▶ _ACTION ITEM_
Beginning with the line containing "rough mask: <svg", give every line again exactly as it is, ending with the last line of the entries.

[Dataset records]
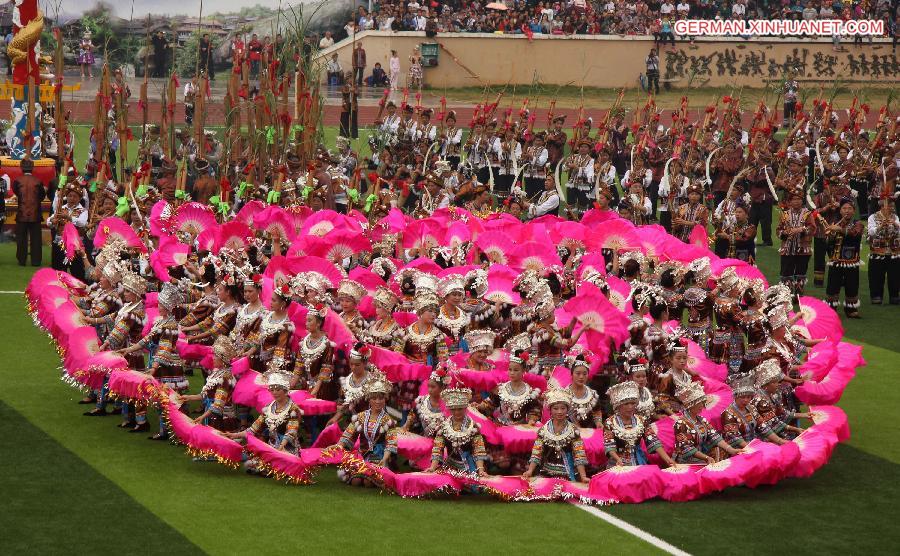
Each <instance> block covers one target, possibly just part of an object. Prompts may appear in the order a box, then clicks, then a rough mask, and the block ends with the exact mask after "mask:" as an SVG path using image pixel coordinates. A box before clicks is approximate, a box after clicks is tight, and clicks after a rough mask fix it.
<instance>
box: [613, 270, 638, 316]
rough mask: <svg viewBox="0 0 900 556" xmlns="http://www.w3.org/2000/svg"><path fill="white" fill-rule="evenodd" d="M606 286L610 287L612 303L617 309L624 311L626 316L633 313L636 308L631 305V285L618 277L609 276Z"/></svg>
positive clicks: (620, 310)
mask: <svg viewBox="0 0 900 556" xmlns="http://www.w3.org/2000/svg"><path fill="white" fill-rule="evenodd" d="M606 285H607V286H609V301H610V303H612V304H613V305H615V307H616V309H618V310H620V311H622V312H623V313H625V314H626V315H630V314H631V313H633V312H634V306H632V305H631V285H630V284H629V283H628V282H626V281H625V280H622V279H621V278H619V277H618V276H607V277H606Z"/></svg>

▶ _SOLUTION_
rough mask: <svg viewBox="0 0 900 556" xmlns="http://www.w3.org/2000/svg"><path fill="white" fill-rule="evenodd" d="M606 286L610 287L612 303L617 309L624 311L626 316L633 313L636 308L631 305V285L618 277L609 276Z"/></svg>
positive clicks: (620, 310)
mask: <svg viewBox="0 0 900 556" xmlns="http://www.w3.org/2000/svg"><path fill="white" fill-rule="evenodd" d="M606 285H607V286H609V301H610V303H612V304H613V305H615V307H616V309H618V310H620V311H622V312H623V313H625V314H626V315H630V314H631V313H633V312H634V306H632V305H631V285H630V284H629V283H628V282H626V281H625V280H622V279H621V278H619V277H618V276H607V277H606Z"/></svg>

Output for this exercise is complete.